Some entries:
★ ★ ★ ★
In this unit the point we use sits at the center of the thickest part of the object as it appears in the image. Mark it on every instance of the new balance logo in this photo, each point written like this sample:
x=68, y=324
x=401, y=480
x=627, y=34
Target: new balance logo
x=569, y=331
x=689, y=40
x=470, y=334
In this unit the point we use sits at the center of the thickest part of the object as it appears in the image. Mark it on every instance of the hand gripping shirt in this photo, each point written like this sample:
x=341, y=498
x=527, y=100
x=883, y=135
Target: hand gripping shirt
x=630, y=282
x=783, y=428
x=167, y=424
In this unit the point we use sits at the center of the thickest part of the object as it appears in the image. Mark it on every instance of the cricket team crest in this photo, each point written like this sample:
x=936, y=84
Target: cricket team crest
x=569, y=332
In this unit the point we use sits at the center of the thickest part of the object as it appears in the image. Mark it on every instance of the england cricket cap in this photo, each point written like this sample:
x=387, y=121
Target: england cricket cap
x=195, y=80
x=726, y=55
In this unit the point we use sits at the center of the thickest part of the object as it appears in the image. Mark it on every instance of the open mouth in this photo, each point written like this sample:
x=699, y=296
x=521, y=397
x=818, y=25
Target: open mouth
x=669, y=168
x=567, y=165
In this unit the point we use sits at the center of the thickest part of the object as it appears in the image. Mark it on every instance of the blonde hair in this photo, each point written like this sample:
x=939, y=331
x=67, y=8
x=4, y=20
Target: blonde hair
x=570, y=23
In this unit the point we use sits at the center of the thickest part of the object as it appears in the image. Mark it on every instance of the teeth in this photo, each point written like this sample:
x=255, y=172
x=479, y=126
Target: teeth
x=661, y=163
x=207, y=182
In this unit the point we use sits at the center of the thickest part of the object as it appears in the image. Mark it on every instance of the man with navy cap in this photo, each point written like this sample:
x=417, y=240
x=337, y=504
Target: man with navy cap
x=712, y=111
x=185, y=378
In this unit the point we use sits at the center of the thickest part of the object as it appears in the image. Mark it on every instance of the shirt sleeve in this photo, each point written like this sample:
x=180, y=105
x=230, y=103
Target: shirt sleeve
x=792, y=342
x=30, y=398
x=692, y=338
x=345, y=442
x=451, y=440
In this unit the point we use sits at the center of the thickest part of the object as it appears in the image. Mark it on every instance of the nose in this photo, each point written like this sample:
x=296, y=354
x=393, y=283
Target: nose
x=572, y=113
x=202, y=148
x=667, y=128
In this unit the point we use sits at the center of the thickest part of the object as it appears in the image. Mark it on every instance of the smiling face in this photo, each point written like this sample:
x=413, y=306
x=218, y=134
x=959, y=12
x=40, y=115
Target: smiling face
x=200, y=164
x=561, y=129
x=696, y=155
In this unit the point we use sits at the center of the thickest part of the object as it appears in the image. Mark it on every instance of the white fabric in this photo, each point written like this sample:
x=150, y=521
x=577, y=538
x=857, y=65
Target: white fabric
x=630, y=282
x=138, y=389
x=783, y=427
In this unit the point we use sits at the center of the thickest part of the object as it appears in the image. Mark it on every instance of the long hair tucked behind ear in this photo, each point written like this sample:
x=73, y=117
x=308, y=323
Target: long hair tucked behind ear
★ ★ ★ ★
WHAT THE TASK ASKS: Reproduce unchanged the stretch from the start of the entries through the line containing "x=167, y=424".

RESPONSE TO THE EXERCISE:
In this unit the point we use sits at the center of the thickest part of the object as it appears in the image. Mark it on every instance of the new balance logo in this photo, each point written like this sample:
x=68, y=324
x=401, y=480
x=627, y=34
Target: new balance logo
x=569, y=331
x=689, y=40
x=470, y=334
In this unit the point we use sits at the center of the thickest part of the object as it appears in the image. Mark it on every instance of the hand gripping shirt in this photo, each point written like this sample:
x=341, y=498
x=527, y=100
x=883, y=135
Target: hand gripping shirt
x=630, y=282
x=783, y=428
x=167, y=424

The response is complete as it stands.